The invention will now be described by reference to the following non-limiting examples.

The Compound of Formula I in Preclinical Disease Models:

The efficacy of the compound of Formula I in both the treatment and prevention of bleomycin-induced lung fibrosis has been shown in studies designed by the present inventors. Study designs for the treatment and prevention experiments are shown in Figure 1.

Lung fibrosis in female C57BL/6 mice aged between 6-8 weeks (ARC, Perth, Australia) was induced by a single intra-tracheal dose of bleomycin (0.05U/mouse). Control mice received 30mI of buffered saline.

Mice in the prevention study were dosed orally once daily from 24 hours post bleomycin administration until day 22 with either 200mI of vehicle (Sterile water containing 0.5 % (w/v) hydroxypropylmethylcellulose, 0.5% (v/v) benzyl alcohol and 0.4% (v/v) Tween 80), or the compound of Formula I at a dosage of 40 mg/kg or 80 mg/kg by oral gavage. Mice in the treatment study were dosed once daily from day 7 post bleomycin administration until day 21 with either 200mI of vehicle (Sterile water containing 0.5 % (w/v) hydroxypropylmethylcellulose, 0.5% (v/v) benzyl alcohol and 0.4% (v/v) Tween 80) or the compound of Formula I at a dosage of 40mg/kg or 80mg/kg by oral gavage.

There were eight mice per group for all experiments and all mice were weighed daily during administration of the treatments.

◆ **TASK REQUIREMENTS**:
1 > Answer these questions about the text on the compound of Formula I:
(a) What single intra-tracheal dose of bleomycin was used to induce lung fibrosis?
(b) Over what days were mice in the treatment study dosed?
(c) How many mice were in each group?
2 > Please rename "Study designs" as "Experimental protocols" in the text on the compound of Formula I, and write out the passage that begins at the words "The invention will" and stops after "in Figure 1.".

◆ **Point-per-instance localization data**:
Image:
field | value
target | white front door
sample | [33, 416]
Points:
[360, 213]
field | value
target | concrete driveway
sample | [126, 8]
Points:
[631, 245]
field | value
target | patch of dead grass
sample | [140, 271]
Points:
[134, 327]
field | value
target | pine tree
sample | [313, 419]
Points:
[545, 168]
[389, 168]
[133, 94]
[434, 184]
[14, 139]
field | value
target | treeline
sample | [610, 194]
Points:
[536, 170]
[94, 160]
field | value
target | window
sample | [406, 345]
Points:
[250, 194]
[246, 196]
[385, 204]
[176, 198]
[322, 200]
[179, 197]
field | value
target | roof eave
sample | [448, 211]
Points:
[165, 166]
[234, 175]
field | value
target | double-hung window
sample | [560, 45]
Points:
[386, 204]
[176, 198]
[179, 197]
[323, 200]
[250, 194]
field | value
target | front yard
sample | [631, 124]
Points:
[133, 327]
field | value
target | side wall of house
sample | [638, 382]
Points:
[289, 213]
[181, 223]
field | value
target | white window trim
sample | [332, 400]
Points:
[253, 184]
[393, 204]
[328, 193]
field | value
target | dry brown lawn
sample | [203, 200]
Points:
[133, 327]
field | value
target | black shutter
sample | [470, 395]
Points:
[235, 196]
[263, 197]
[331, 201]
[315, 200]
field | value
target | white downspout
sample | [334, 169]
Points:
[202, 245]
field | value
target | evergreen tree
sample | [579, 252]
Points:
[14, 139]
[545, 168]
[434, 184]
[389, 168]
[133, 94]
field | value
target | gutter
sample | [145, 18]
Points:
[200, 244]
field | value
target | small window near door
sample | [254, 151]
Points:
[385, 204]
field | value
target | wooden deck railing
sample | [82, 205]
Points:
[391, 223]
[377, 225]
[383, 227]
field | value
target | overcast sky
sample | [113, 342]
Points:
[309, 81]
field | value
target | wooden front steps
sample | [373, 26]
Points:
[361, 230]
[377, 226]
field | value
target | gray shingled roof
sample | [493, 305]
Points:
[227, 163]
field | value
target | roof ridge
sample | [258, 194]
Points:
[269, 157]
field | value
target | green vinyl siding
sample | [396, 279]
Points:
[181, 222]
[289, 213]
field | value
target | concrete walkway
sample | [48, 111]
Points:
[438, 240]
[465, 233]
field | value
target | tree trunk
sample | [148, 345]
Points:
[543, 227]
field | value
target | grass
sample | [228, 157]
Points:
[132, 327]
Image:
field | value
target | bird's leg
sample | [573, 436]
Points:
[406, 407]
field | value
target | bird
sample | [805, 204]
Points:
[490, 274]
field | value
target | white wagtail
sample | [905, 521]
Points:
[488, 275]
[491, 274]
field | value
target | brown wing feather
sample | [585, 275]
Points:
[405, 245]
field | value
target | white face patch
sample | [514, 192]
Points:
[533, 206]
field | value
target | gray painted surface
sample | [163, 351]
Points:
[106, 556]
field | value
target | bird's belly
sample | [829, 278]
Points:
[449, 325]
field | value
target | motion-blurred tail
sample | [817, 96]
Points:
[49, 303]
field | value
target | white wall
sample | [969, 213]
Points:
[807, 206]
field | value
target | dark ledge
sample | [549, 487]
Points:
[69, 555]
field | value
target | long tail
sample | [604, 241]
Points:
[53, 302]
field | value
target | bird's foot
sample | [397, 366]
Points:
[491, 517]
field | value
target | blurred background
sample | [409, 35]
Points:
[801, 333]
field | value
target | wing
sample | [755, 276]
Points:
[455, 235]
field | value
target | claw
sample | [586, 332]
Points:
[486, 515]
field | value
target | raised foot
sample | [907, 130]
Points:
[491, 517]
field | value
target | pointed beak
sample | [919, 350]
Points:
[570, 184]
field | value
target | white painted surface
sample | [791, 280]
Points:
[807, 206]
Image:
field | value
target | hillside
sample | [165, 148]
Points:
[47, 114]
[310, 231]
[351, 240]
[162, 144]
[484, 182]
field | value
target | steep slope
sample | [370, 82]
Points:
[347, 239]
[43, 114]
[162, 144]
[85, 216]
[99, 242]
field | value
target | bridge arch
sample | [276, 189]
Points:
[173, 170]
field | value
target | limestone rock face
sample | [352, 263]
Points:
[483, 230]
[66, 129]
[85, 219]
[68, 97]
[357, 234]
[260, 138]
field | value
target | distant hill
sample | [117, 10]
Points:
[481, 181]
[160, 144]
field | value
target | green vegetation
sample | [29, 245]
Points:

◆ **ANSWER SET**:
1 >
(a) 0.05U/mouse
(b) From day 7 post bleomycin administration until day 21
(c) Eight

2 >
The invention will now be described by reference to the following non-limiting examples.

The Compound of Formula I in Preclinical Disease Models:

The efficacy of the compound of Formula I in both the treatment and prevention of bleomycin-induced lung fibrosis has been shown in studies designed by the present inventors. Experimental protocols for the treatment and prevention experiments are shown in Figure 1.